Track down each line below containing the string "instance" and copy it.

• [Dataset entries]
--*--
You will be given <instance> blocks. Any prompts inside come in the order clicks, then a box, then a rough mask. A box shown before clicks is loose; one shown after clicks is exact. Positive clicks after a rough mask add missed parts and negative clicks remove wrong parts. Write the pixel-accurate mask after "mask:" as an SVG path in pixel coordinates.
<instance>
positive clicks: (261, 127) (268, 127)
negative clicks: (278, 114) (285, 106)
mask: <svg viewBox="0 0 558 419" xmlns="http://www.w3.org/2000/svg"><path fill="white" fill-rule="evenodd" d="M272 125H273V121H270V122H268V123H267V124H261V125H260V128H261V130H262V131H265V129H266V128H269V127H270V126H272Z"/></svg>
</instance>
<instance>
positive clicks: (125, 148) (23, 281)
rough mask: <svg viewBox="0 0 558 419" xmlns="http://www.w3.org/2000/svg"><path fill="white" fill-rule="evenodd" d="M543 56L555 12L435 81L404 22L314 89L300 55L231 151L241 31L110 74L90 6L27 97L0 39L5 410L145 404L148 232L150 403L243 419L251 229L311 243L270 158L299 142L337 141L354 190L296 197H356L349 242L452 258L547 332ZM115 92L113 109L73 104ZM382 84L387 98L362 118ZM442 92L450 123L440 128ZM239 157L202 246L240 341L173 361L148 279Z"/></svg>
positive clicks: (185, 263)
--*--
• [Answer to this task]
You will be given <instance> blocks. Any prompts inside come in the order clicks, then a box, then a rough mask. A box shown before clicks is loose; one shown after clicks is exact. Positive clicks after a rough mask add missed parts and negative clicks remove wrong parts. Write the pixel-accurate mask after "mask:" as an SVG path in pixel coordinates.
<instance>
</instance>
<instance>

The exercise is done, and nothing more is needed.